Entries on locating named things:
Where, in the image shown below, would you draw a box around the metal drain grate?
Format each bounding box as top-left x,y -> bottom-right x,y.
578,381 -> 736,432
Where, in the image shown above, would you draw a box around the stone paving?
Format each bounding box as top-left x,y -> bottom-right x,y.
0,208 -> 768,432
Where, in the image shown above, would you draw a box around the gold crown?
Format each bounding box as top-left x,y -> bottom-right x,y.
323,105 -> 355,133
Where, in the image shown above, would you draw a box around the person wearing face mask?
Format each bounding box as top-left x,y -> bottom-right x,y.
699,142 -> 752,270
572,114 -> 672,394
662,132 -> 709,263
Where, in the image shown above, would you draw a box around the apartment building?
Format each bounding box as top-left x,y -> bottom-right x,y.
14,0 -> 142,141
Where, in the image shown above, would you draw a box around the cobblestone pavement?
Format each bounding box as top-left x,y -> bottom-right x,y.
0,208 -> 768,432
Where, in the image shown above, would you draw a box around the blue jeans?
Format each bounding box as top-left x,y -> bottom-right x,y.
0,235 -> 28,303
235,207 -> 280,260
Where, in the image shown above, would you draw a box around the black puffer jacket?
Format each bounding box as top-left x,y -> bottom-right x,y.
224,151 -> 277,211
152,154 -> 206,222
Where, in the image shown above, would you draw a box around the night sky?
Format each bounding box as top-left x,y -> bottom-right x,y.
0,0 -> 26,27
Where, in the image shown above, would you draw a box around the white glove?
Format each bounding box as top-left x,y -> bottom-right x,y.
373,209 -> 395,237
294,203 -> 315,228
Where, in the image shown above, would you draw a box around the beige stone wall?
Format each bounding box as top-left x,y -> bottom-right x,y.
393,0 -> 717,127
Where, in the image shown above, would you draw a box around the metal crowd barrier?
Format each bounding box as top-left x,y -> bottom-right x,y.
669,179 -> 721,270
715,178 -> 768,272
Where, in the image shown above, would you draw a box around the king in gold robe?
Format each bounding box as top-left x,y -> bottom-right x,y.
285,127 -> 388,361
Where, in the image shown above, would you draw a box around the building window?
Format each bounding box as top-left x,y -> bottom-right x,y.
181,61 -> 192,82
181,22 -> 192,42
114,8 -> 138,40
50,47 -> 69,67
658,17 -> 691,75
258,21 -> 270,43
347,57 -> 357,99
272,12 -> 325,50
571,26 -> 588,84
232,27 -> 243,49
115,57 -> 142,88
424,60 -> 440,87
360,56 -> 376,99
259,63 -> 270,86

*Exercise details*: Copy these lines from the listing word for word, starting at the line that contains "black puffer jacket?" and ending with the line that contains "285,127 -> 388,361".

*Task result*:
Where, in the image shown above, would you draw a box around the black puffer jacket?
Format each bounding box as top-left x,y -> bottom-right x,y.
224,151 -> 277,211
152,154 -> 206,222
Where, in the image shown above, would you draw a box around the night sky?
Format each bounding box as top-left x,y -> bottom-right x,y.
0,0 -> 26,27
Where, in the image shown above, would you draw a box around the white glove?
Format each bounding box as top-left x,y -> bottom-right x,y.
373,209 -> 395,237
294,203 -> 315,228
Where, in the image shown above, would you draw a box around the beige stone wall?
Format each bounding box as top-left x,y -> bottom-right x,y.
393,0 -> 717,127
Where, in the image shown above, would you draw a box around the metal crowd barrier?
Format each bounding box as top-left x,y -> bottom-right x,y.
669,179 -> 721,270
715,178 -> 768,272
Where, in the image shown above, would you draw a box around the king in gold robe?
Format each bounding box as top-left x,y -> bottom-right x,y.
285,127 -> 388,361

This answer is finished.